AIM OF THE TASK:
The entries below contain a stretch that opens with the line containing "Target: microphone stand" and closes with the line containing "tongue using the picture above."; set down that stretch exactly, both ends included, and nothing else.

Dataset records:
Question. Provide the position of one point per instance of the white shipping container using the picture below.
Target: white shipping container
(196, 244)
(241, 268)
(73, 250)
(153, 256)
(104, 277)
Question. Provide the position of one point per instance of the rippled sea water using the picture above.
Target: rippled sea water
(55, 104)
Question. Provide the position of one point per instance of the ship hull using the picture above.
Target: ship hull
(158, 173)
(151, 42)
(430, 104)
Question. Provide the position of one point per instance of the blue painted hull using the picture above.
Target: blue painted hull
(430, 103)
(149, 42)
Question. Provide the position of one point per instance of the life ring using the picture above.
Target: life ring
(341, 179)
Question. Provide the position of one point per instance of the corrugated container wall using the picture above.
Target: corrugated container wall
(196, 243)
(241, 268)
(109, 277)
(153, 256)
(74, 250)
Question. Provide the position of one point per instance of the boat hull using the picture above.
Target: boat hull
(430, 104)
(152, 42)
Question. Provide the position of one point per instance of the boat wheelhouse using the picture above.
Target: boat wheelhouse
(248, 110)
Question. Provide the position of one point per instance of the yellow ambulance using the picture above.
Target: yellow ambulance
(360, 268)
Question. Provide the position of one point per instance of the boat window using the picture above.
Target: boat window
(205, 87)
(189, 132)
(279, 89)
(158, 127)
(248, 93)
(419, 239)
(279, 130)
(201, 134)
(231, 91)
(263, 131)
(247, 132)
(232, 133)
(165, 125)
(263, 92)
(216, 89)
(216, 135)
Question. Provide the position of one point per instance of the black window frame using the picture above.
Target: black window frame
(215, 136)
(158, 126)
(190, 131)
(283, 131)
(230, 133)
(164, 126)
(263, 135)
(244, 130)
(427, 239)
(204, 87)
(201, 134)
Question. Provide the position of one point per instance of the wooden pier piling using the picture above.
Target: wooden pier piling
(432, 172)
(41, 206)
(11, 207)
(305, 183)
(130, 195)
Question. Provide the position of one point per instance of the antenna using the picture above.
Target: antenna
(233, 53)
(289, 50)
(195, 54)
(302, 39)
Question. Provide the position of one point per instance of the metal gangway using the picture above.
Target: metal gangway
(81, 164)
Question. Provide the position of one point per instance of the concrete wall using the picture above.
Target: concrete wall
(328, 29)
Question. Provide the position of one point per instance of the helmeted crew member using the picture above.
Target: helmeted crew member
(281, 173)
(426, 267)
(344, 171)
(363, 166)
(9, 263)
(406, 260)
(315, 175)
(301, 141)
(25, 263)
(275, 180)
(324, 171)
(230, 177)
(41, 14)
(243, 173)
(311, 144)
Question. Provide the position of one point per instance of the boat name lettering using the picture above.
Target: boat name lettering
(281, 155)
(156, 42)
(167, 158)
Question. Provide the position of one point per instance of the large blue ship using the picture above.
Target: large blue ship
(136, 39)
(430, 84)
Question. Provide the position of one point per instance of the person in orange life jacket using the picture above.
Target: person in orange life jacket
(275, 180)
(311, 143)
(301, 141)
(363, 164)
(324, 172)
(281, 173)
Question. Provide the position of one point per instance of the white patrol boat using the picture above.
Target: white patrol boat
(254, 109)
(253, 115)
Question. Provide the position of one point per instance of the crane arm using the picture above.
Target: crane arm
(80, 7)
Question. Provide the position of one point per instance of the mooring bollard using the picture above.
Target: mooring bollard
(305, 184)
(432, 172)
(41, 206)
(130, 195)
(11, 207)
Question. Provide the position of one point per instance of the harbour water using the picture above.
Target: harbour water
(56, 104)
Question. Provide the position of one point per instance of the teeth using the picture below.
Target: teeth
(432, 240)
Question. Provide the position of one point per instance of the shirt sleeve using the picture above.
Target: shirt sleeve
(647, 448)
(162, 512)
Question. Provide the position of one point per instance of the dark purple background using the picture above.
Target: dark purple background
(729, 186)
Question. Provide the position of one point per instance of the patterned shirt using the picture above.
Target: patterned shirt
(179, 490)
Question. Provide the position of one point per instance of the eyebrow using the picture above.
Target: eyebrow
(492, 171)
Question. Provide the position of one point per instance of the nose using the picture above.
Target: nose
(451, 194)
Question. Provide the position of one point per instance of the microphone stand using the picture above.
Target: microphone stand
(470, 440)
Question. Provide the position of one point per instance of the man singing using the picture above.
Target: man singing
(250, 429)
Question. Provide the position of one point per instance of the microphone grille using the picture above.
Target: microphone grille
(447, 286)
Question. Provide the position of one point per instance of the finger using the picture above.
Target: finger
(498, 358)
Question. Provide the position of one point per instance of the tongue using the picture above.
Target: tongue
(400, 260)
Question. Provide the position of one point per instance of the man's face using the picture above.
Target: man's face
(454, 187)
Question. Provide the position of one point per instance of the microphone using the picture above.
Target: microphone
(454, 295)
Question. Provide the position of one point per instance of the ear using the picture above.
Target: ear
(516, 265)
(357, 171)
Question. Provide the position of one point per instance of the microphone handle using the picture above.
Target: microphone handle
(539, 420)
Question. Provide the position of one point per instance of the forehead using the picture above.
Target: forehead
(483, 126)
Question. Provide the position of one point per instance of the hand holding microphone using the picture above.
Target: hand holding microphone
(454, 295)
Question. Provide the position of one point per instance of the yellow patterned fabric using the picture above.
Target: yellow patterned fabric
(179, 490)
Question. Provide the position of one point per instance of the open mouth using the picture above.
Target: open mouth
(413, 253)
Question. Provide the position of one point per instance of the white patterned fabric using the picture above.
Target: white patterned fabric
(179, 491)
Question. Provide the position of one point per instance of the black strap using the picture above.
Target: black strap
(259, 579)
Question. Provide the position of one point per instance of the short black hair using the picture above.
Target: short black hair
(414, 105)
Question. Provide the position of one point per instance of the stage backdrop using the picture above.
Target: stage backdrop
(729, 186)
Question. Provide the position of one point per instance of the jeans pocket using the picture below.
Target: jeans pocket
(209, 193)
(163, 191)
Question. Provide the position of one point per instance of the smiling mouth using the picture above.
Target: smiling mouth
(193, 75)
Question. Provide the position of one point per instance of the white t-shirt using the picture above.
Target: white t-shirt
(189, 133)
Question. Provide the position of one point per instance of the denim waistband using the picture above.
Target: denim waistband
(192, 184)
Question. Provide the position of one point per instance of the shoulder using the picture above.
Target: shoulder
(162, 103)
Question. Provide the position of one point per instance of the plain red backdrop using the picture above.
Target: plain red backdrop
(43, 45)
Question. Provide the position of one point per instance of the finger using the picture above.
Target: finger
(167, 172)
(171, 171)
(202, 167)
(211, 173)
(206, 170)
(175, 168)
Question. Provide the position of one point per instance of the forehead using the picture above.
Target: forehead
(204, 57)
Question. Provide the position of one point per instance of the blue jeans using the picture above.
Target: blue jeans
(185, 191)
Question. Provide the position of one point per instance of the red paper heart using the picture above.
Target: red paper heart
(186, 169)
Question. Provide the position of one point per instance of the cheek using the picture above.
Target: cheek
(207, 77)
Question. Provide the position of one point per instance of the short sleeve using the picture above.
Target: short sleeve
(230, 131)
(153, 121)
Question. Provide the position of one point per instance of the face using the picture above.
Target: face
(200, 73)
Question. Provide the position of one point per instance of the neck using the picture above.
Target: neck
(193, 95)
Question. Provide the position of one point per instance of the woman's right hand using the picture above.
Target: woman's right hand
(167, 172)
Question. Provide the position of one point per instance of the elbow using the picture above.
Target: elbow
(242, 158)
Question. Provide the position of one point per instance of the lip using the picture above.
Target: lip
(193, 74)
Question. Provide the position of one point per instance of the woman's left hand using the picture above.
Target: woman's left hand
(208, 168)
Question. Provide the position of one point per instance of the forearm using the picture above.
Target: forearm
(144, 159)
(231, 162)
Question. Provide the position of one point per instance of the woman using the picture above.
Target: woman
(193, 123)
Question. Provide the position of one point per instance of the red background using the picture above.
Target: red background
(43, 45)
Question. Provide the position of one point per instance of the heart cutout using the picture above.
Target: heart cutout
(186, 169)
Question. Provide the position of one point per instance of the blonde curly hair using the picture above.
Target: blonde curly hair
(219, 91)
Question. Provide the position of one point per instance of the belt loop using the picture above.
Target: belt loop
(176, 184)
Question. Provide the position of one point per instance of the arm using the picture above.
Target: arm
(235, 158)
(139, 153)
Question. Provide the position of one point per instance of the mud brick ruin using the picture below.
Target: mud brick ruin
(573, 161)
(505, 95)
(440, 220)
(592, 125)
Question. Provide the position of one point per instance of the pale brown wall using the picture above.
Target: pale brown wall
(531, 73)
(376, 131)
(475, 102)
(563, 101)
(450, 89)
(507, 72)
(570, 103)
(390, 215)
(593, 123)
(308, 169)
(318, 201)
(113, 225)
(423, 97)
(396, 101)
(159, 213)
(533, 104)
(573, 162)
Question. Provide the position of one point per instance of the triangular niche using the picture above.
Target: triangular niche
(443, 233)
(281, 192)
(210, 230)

EXPECTED ANSWER:
Target: microphone stand
(470, 440)
Question. Provide the position of one point per instance of the man singing using the picture above.
Target: man singing
(250, 429)
Question. Provide the position of one point per instance of the microphone grille using the picture above.
Target: microphone grille
(447, 286)
Question. Provide the position of one point per instance of the finger using the picture above.
Target: finger
(498, 358)
Question. Provide the position of one point per instance of the tongue using the picture above.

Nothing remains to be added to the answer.